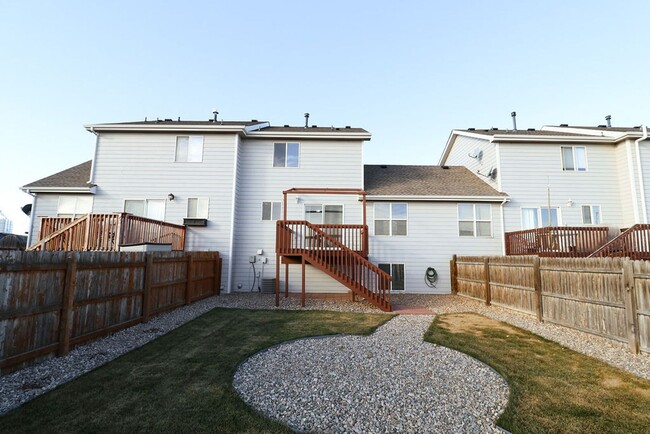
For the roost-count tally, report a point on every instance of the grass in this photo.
(180, 382)
(553, 389)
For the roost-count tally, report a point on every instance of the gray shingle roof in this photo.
(76, 176)
(386, 180)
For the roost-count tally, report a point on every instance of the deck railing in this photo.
(633, 243)
(318, 247)
(556, 241)
(106, 232)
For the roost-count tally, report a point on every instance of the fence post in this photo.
(631, 320)
(537, 277)
(146, 292)
(486, 275)
(67, 303)
(216, 281)
(188, 282)
(454, 275)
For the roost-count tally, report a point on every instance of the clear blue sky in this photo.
(407, 71)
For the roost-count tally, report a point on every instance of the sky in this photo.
(409, 71)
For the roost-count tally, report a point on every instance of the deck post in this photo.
(277, 280)
(303, 282)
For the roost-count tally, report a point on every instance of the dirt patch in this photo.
(474, 324)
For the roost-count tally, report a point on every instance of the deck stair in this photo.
(633, 243)
(338, 250)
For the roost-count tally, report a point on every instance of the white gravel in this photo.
(391, 381)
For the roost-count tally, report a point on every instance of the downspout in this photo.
(640, 170)
(630, 166)
(92, 163)
(503, 229)
(232, 216)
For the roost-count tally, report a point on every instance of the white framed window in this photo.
(396, 272)
(286, 154)
(474, 220)
(73, 206)
(319, 214)
(574, 158)
(149, 208)
(271, 210)
(189, 149)
(197, 207)
(391, 219)
(532, 218)
(591, 215)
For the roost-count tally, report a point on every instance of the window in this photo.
(197, 208)
(391, 219)
(591, 215)
(271, 210)
(532, 218)
(474, 220)
(286, 154)
(574, 158)
(396, 271)
(74, 206)
(324, 214)
(189, 149)
(149, 208)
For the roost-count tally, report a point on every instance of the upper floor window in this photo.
(271, 210)
(391, 218)
(74, 206)
(474, 220)
(591, 215)
(149, 208)
(197, 207)
(532, 218)
(574, 158)
(324, 214)
(286, 154)
(189, 149)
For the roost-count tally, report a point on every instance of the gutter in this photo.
(640, 170)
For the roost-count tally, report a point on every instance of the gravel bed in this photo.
(391, 381)
(609, 351)
(26, 384)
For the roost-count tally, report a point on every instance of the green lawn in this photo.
(553, 389)
(180, 382)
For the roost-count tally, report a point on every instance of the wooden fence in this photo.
(609, 297)
(50, 301)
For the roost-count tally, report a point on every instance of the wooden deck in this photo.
(106, 233)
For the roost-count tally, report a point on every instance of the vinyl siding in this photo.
(142, 166)
(527, 169)
(431, 241)
(323, 164)
(465, 146)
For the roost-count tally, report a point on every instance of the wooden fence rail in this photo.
(51, 301)
(609, 297)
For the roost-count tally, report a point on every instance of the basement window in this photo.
(396, 272)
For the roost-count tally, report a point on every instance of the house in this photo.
(228, 182)
(560, 175)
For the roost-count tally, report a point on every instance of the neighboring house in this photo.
(590, 175)
(231, 176)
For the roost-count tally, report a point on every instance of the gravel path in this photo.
(391, 381)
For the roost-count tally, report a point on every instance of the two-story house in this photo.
(230, 177)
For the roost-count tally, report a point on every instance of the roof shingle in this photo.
(386, 180)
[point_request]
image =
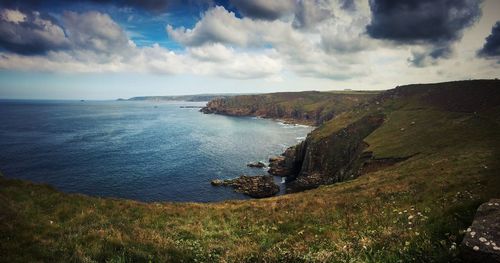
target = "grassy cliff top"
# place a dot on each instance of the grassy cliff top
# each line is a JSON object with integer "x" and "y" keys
{"x": 413, "y": 211}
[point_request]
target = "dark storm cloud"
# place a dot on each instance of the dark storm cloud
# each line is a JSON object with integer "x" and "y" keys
{"x": 434, "y": 22}
{"x": 264, "y": 9}
{"x": 492, "y": 46}
{"x": 30, "y": 32}
{"x": 349, "y": 5}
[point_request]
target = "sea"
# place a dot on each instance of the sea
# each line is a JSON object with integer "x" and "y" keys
{"x": 141, "y": 150}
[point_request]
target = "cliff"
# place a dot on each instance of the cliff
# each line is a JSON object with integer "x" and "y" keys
{"x": 310, "y": 107}
{"x": 425, "y": 170}
{"x": 337, "y": 150}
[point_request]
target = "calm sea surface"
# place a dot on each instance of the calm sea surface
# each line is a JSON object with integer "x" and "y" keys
{"x": 138, "y": 150}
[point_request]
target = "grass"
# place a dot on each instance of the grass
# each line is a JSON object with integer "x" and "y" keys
{"x": 413, "y": 211}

|---|

▶ [REQUIRED WORK]: Scan the data above for the string "cloud". Copy every line in which it appears.

▶ [ANSWER FOR THIS EXERCISE]:
target = "dark storm cloud"
# place a dot on each instance of the dark storm cloud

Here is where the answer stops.